EXERCISES TO COMPLETE
1 > Reproduce the passage on dissenting stockholders' rights word for word, from "(2) Such stockholder" to "Merger became effective.".
2 > List each numbered condition in the passage on dissenting stockholders' rights, giving its number and its first sentence.

SOURCE PASSAGE
· · · ·

Rights of Dissenting Stockholders.
Pursuant to Section 262 of the General Corporation Law of
the State of Delaware, a copy of which is attached hereto as Exhibit A,
any holder of Celcor Common Stock or Series C Preferred Stock who objects
to the Merger will be entitled to dissent and exercise appraisal rights.
That Section enables an objecting stockholder to be paid, in cash, the
value of his Celcor Common Stock or Series C Preferred Stock, as applicable,
as determined by the Delaware Court of Chancery, provided that the following
conditions are satisfied:
(1) Such stockholder must file with the Company a written
demand for appraisal of his shares, separate and apart from any proxy or vote
against the Merger, before the taking of the vote on the Merger. If a
stockholder elects to exercise dissenters' rights, such right may only be
exercised as to all shares of Celcor capital stock held by the dissenting
stockholder.
(2) Such stockholder must not vote in favor of the Merger,
nor submit a proxy in which directions are not given.
(3) Within 120 days after the Effective Date of the
Merger, either the Company or any stockholder who has complied with Section
262 may, by petition filed in the Delaware Court of Chancery, demand a
determination by the Court of the value of the shares of all objecting
stockholders with whom agreements as to the value of such shares have not been
reached.
Within 10 days after the Effective Date of the Merger, the Company will
notify each stockholder who has complied with Section 262 and not voted for,
or consented to, the Merger of the date on which the Merger became effective.

· · · ·

LISTED ENTRIES

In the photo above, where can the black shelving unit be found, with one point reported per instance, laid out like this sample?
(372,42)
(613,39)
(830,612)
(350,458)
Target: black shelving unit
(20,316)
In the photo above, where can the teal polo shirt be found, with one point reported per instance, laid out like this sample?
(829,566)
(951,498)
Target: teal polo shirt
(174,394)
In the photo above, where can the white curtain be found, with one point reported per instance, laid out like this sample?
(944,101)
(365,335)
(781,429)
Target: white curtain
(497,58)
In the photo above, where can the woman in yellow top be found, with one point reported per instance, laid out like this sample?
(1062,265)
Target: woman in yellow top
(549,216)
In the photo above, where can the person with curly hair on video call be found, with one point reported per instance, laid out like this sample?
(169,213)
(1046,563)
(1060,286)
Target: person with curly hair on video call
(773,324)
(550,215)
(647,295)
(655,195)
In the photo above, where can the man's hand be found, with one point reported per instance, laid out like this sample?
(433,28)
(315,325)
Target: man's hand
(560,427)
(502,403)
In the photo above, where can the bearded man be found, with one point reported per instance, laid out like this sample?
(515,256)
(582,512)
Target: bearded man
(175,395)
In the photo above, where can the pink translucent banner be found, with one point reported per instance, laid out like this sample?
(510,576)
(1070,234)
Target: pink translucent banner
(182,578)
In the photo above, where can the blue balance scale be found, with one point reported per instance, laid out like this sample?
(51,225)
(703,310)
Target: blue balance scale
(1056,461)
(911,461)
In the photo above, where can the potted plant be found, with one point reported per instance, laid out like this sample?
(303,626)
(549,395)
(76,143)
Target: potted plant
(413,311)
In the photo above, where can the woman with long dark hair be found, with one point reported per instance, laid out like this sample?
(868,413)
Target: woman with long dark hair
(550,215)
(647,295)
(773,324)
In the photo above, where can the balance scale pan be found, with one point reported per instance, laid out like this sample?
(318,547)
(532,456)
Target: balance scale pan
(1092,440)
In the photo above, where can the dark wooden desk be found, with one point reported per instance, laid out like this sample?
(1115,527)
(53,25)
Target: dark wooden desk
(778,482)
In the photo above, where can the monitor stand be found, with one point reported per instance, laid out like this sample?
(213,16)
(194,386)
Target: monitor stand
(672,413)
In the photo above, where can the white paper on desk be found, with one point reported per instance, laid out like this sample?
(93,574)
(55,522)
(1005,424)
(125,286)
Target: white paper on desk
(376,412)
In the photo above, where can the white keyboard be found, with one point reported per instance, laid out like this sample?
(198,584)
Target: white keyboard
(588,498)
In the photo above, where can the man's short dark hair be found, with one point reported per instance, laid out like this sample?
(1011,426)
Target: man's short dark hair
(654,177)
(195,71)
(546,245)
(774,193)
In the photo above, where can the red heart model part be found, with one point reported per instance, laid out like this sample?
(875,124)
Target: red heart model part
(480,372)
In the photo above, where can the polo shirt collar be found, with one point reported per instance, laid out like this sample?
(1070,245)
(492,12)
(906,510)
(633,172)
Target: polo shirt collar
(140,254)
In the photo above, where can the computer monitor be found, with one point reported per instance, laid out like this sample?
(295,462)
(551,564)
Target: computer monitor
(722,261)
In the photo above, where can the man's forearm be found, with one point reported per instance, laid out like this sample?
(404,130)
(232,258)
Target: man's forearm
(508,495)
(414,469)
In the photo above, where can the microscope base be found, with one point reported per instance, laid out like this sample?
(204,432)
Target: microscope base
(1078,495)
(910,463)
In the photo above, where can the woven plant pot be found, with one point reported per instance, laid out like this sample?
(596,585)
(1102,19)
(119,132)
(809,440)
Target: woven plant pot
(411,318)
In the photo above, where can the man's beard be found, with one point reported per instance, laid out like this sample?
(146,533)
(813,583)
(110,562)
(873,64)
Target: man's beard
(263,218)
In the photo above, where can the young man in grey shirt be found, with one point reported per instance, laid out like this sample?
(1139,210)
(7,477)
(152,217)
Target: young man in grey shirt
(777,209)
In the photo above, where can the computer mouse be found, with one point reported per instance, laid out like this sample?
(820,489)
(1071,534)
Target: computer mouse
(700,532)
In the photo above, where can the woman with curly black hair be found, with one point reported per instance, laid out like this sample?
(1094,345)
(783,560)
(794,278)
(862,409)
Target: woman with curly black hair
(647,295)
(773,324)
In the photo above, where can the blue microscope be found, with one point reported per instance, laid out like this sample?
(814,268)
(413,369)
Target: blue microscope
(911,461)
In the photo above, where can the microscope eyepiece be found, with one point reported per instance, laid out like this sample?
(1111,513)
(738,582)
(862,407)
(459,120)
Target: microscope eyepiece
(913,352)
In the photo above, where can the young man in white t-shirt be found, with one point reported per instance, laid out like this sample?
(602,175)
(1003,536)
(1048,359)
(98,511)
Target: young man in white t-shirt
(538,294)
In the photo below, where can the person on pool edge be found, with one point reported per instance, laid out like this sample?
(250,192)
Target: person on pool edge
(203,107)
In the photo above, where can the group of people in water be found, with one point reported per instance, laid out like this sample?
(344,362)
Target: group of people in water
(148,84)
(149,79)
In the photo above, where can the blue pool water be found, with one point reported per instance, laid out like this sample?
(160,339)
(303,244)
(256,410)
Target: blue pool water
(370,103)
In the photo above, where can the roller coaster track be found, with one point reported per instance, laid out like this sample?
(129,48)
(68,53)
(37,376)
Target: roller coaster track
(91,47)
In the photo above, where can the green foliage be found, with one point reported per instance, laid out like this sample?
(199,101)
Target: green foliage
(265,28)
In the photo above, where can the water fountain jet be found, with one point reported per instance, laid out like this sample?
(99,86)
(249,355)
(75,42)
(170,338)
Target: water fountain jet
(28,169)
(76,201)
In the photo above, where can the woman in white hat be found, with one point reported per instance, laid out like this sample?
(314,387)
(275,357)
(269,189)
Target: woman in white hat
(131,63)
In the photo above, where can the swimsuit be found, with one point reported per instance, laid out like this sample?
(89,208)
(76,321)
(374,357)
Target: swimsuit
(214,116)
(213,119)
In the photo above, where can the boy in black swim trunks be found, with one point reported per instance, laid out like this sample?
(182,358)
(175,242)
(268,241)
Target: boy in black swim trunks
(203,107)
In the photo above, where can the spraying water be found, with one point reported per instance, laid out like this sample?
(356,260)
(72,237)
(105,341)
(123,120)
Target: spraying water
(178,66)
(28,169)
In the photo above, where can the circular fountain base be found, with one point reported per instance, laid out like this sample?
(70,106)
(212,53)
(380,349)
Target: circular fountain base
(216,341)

· · · ·

EXPECTED RESPONSES
1 >
(2) Such stockholder must not vote in favor of the Merger,
nor submit a proxy in which directions are not given.
(3) Within 120 days after the Effective Date of the
Merger, either the Company or any stockholder who has complied with Section
262 may, by petition filed in the Delaware Court of Chancery, demand a
determination by the Court of the value of the shares of all objecting
stockholders with whom agreements as to the value of such shares have not been
reached.
Within 10 days after the Effective Date of the Merger, the Company will
notify each stockholder who has complied with Section 262 and not voted for,
or consented to, the Merger of the date on which the Merger became effective.

2 >
(1) Such stockholder must file with the Company a written demand for appraisal of his shares, separate and apart from any proxy or vote against the Merger, before the taking of the vote on the Merger.
(2) Such stockholder must not vote in favor of the Merger, nor submit a proxy in which directions are not given.
(3) Within 120 days after the Effective Date of the Merger, either the Company or any stockholder who has complied with Section 262 may, by petition filed in the Delaware Court of Chancery, demand a determination by the Court of the value of the shares of all objecting stockholders with whom agreements as to the value of such shares have not been reached.